→ CHALLENGE
From the line containing "Check that every instance of the red" to the end of the listing, write out every line exactly; leave out everything else.

→ DATASET ROWS
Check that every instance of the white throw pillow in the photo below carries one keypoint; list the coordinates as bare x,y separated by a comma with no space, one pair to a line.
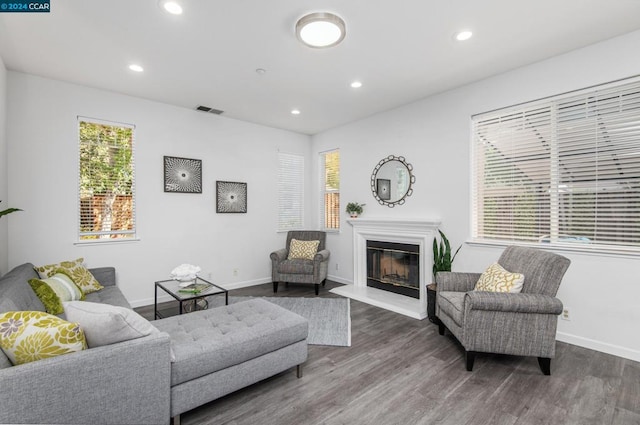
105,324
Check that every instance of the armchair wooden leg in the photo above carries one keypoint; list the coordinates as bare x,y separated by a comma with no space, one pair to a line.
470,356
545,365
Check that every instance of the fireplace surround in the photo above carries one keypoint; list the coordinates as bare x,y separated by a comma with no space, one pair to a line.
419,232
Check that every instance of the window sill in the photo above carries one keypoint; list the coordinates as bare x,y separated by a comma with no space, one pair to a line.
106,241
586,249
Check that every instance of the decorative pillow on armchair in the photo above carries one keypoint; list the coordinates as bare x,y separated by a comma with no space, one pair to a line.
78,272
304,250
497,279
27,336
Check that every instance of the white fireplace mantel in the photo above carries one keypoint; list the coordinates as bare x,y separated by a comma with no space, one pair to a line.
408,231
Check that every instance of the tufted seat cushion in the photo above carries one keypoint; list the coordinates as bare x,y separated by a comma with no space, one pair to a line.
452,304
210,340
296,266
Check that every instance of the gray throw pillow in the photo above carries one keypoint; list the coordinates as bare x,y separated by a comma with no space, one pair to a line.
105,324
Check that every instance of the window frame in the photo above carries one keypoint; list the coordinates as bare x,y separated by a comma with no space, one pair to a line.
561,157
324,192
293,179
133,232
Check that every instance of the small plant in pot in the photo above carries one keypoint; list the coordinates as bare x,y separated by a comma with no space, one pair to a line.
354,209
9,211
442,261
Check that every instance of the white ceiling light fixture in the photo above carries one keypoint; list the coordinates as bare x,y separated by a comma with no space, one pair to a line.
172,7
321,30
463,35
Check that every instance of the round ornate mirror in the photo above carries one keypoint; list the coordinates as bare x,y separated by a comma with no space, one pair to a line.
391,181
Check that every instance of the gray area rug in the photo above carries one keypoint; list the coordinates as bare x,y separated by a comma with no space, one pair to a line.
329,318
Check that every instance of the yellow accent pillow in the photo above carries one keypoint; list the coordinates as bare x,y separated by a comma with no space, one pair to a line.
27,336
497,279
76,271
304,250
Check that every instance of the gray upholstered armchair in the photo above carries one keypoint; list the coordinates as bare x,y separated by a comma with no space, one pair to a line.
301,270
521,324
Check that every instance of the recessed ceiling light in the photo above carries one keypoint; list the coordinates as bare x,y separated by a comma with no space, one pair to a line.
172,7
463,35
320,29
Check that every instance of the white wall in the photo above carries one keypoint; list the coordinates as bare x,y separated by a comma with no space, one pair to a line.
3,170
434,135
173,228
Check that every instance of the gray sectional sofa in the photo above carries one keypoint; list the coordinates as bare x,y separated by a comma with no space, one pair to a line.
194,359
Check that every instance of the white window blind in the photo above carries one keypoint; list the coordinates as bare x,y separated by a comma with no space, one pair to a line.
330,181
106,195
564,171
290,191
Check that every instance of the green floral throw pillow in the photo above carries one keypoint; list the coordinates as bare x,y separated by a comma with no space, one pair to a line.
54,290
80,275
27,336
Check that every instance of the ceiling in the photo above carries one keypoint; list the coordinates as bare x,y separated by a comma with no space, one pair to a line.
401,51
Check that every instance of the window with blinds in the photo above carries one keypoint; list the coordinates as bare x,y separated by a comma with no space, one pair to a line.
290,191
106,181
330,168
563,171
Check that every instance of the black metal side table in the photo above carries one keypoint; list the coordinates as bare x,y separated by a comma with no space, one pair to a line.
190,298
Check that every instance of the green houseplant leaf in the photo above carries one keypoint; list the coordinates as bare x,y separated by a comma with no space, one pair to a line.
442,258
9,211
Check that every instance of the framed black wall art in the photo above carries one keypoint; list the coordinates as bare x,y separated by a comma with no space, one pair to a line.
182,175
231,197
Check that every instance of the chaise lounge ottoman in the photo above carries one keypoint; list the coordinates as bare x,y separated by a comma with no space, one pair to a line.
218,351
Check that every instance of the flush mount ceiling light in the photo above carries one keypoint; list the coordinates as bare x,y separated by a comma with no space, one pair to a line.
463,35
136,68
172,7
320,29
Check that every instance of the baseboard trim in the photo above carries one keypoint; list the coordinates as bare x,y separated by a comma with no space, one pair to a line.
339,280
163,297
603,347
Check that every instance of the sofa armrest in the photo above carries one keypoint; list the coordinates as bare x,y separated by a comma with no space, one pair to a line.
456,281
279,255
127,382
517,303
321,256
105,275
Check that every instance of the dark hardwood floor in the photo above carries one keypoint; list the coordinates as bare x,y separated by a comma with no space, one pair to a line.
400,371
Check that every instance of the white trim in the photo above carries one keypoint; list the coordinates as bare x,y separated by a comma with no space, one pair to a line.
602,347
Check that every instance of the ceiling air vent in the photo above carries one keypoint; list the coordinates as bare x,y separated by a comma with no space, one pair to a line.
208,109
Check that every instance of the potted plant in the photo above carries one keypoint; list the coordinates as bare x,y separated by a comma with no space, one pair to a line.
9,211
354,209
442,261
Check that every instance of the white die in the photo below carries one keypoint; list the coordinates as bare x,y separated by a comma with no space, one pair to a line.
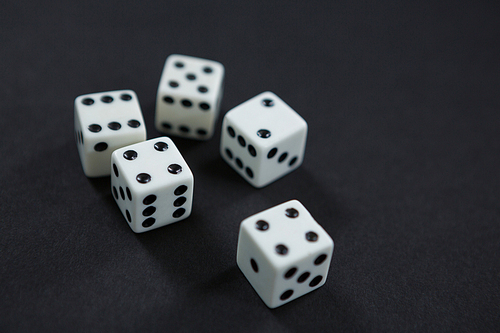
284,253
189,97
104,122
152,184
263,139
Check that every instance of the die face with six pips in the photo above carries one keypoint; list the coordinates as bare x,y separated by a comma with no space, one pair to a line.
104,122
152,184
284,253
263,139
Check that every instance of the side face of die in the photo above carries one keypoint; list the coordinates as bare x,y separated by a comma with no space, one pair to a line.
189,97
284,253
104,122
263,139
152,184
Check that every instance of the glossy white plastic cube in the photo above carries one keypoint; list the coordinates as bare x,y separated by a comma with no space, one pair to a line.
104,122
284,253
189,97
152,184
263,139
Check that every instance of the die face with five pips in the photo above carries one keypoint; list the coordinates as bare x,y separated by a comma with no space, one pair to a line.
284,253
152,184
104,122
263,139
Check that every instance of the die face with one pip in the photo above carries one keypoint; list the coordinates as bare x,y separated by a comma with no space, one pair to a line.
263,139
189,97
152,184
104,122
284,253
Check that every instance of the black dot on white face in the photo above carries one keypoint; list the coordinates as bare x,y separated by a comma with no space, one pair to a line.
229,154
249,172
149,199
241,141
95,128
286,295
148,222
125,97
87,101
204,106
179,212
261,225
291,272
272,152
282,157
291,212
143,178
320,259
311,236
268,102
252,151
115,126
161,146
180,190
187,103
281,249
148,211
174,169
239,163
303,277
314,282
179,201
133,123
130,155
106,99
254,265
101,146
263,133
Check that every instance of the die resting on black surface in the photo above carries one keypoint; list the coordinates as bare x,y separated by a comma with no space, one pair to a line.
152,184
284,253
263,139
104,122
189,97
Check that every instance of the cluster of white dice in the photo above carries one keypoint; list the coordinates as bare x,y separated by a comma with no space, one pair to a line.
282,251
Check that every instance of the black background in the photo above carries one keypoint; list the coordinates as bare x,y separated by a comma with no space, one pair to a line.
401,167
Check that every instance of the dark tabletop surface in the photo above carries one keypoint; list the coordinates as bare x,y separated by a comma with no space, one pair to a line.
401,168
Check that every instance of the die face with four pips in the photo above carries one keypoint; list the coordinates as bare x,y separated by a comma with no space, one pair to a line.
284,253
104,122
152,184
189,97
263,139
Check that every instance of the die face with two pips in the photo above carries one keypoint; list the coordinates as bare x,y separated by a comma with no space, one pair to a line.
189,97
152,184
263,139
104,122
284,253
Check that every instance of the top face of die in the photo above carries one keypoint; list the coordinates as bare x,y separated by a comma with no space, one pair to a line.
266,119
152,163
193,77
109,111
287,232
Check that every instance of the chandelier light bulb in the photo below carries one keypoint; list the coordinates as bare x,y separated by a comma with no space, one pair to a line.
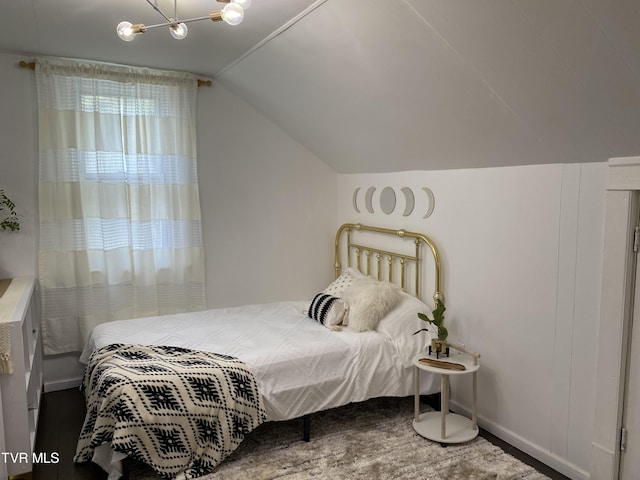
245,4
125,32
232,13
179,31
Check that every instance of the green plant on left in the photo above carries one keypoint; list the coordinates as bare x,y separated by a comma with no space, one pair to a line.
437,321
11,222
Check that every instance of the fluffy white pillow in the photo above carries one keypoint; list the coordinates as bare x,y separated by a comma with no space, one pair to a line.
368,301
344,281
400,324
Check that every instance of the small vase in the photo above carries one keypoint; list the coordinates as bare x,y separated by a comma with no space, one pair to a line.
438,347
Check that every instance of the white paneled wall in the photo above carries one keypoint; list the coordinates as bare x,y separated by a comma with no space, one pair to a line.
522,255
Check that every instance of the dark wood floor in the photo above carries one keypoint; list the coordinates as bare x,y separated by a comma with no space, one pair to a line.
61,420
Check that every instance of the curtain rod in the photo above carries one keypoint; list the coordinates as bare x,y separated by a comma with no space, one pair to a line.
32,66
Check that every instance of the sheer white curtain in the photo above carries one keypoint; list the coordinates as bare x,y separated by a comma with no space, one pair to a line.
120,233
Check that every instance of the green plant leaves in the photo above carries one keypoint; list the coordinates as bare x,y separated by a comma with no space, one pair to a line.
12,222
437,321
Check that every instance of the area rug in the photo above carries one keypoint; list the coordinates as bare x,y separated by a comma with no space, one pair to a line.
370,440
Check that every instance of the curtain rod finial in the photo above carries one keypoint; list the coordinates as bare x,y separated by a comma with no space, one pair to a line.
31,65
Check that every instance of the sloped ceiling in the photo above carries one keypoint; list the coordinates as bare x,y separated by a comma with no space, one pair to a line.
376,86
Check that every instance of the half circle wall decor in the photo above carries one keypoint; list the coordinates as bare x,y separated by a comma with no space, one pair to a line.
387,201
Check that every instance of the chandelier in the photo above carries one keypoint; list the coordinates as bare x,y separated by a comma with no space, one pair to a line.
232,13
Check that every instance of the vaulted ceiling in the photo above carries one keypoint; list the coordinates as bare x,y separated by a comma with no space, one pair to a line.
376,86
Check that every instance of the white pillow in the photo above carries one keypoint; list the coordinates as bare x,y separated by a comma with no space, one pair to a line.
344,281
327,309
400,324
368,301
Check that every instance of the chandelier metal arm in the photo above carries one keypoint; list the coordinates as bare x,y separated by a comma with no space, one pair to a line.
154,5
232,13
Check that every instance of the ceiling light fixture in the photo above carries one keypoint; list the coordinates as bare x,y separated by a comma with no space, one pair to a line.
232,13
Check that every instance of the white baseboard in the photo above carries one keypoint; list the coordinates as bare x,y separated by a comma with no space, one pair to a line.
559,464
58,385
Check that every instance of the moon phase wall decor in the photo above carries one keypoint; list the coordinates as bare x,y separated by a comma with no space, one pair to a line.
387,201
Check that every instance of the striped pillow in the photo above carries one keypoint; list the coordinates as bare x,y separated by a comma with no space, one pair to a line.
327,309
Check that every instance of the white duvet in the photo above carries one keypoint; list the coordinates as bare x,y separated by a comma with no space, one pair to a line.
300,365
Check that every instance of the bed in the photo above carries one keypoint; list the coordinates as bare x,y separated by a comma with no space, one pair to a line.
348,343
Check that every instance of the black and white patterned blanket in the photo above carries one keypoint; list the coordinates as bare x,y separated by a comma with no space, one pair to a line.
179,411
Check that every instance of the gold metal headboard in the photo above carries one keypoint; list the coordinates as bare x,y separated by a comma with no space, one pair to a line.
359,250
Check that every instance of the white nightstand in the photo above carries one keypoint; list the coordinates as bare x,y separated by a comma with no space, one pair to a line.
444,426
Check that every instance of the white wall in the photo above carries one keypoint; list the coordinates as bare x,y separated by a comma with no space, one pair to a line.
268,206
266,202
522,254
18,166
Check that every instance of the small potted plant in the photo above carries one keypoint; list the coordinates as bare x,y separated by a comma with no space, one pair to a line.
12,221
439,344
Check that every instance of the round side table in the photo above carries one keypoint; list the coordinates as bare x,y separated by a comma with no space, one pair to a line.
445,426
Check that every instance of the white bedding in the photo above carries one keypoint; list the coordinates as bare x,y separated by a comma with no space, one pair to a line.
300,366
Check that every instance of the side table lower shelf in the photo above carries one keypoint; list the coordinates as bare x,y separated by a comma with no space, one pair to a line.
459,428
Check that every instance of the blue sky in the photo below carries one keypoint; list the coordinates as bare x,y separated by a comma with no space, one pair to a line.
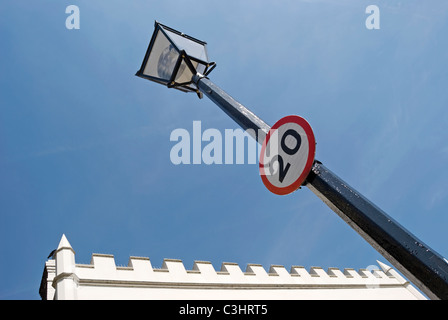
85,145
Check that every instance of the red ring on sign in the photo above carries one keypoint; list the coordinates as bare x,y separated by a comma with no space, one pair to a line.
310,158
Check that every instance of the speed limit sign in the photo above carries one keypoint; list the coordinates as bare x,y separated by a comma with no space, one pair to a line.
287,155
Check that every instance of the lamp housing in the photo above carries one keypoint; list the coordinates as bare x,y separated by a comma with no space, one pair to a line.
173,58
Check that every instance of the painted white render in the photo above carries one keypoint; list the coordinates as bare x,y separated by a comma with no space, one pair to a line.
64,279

→ SOLVED PROBLEM
Check that every instance of the red ring on sign in the photo above carries one keypoint; list the coordinates as bare x,y separated by a comma with no space, one pair to a line.
310,158
Check that every instance of the speed limit sign in the photo above carries one keypoint; list the coordinates as bare x,y separated by a comma with no space, one pair to a line.
287,155
Check that every instance of the lamp housing in the photo above carries one keypoint; list the coordinates as bare x,y separated by a comma with no space, one pair to a line.
173,58
Check that every instance of the painted white render in the photo above carries one keypoint; list the coordinates as bare x,y separated by a comma with no space, one pair to a line.
64,279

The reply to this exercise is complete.